- _Document_
========

# RCA DVR40 newbie questions



## xirin (Oct 7, 2007)

Hi there!
I'm contemplating upgrading a hard drive in my RCA DVR40, but since I'm fairly new to that idea, I had a few questions.

Since I don't feel like buying an upgrade kit, I figured to just buy a 400 gig IDE hard drive and image from instantcake.

And here's to the questions:

1. Do I need the image, or should I be able to just copy my existing hard drive? Assuming that I can copy it using winmfs, how safe is it towards the original? I'd rather keep the option of reverting to the original hard drive, even though it freezes on me constantly.

2. Since I'd also like to get rid of the phone line, I'll need to hack it to enable USB port. Can anyone suggest USB wireless network cards that are TiVo friendly? 

3. The image from instantcake is not hacked (I believe). So is Zipper what I'm looking for?

========

- _Stored records_
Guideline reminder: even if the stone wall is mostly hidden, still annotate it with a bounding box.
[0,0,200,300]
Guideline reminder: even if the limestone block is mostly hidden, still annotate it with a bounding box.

========

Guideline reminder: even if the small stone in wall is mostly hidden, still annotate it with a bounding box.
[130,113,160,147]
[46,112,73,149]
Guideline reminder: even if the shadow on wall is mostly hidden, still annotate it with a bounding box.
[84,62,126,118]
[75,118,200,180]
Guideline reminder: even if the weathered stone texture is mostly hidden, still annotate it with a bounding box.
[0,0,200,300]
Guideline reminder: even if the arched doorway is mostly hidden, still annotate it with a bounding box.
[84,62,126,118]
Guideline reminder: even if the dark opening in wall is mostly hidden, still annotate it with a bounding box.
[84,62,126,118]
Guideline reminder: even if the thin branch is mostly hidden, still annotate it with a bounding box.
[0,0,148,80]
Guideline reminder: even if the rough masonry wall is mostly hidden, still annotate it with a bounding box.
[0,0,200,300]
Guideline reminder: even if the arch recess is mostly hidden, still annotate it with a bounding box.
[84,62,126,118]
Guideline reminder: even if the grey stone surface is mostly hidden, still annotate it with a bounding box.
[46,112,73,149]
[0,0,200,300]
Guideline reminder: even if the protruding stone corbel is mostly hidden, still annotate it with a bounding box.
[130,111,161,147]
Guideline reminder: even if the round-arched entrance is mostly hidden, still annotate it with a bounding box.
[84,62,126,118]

========

- _Set task 1_
From the RCA DVR40 thread above, transcribe the passage starting with "## xirin (Oct" and going on through "I'm looking for?".
- _Set task 2_
Answer these questions from the RCA DVR40 thread above:
(a) What capacity of IDE hard drive does the poster intend to buy?
(b) Which program does the poster suppose could be used to copy the existing hard drive?
(c) What does the poster wish to get rid of by enabling the USB port?

- _Expected output 1_
## xirin (Oct 7, 2007)

Hi there!
I'm contemplating upgrading a hard drive in my RCA DVR40, but since I'm fairly new to that idea, I had a few questions.

Since I don't feel like buying an upgrade kit, I figured to just buy a 400 gig IDE hard drive and image from instantcake.

And here's to the questions:

1. Do I need the image, or should I be able to just copy my existing hard drive? Assuming that I can copy it using winmfs, how safe is it towards the original? I'd rather keep the option of reverting to the original hard drive, even though it freezes on me constantly.

2. Since I'd also like to get rid of the phone line, I'll need to hack it to enable USB port. Can anyone suggest USB wireless network cards that are TiVo friendly? 

3. The image from instantcake is not hacked (I believe). So is Zipper what I'm looking for?

- _Expected output 2_
(a) 400 gig
(b) winmfs
(c) The phone line